● **What is needed**: Swap "kindly" for "please" in everything from the line containing "Target: excavated pit" down to the end of the lines below, and write out those lines again with nothing else changed.

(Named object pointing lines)

:::::

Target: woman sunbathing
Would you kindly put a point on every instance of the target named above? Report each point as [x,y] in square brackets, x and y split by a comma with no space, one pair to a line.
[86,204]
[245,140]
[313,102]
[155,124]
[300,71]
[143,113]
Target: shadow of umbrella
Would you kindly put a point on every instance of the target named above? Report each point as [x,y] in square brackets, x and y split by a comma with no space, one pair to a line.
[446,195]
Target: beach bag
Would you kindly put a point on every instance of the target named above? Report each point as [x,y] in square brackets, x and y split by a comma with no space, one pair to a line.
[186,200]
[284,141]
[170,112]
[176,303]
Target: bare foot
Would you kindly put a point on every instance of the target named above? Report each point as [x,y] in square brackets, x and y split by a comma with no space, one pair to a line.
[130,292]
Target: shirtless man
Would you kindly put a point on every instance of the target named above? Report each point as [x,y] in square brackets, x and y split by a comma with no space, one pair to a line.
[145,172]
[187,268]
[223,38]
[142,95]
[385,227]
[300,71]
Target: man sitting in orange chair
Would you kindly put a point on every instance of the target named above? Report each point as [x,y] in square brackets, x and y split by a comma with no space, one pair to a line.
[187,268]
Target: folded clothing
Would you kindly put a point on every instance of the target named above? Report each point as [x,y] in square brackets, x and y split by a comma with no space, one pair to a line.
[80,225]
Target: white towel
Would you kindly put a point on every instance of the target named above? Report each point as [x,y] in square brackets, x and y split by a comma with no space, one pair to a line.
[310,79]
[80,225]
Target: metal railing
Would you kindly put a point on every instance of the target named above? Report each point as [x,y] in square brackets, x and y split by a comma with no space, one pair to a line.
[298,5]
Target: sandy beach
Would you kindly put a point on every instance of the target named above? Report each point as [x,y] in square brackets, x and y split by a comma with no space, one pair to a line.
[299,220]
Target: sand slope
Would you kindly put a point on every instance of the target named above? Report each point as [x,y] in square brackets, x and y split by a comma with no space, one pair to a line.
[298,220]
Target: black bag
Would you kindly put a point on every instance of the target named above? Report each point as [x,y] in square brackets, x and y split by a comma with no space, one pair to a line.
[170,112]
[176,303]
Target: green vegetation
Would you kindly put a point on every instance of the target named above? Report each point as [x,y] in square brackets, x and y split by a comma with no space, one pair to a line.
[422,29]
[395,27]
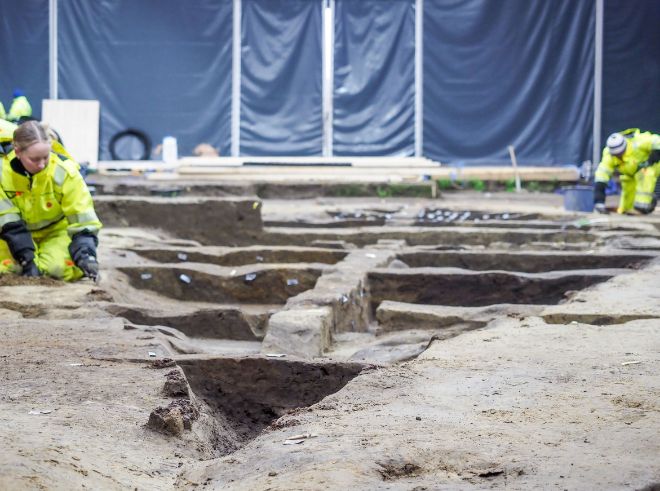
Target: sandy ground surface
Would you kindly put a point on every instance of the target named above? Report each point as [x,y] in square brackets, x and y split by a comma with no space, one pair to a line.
[520,404]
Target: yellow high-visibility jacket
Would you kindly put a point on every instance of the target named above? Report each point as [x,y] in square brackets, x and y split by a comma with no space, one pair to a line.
[20,107]
[43,200]
[639,148]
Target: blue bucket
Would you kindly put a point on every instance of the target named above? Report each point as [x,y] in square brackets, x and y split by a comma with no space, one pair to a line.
[579,198]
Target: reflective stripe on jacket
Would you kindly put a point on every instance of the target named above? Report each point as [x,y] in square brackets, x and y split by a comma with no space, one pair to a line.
[44,199]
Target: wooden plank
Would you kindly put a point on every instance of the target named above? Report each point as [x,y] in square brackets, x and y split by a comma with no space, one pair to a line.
[77,122]
[308,161]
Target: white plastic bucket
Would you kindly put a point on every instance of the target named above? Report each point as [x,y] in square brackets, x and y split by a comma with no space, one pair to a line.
[170,151]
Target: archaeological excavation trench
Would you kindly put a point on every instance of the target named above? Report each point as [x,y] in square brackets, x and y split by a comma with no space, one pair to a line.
[266,316]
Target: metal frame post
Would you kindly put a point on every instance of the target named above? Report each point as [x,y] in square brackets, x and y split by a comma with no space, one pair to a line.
[236,81]
[52,49]
[598,81]
[328,56]
[419,78]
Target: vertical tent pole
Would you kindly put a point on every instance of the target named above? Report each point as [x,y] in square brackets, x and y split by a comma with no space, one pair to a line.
[236,81]
[419,77]
[52,49]
[328,73]
[598,81]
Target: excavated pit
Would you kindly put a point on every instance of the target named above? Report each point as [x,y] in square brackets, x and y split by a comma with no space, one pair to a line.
[250,393]
[474,289]
[263,285]
[522,261]
[309,303]
[242,257]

:::::

● **Written reply**:
Target: excavated pit
Would you please put a point on every instance of the target named above? Report each point as [x,y] in square brackets, x and y split by a comma with no space, one pair to a line.
[250,393]
[474,289]
[263,285]
[522,261]
[309,303]
[242,257]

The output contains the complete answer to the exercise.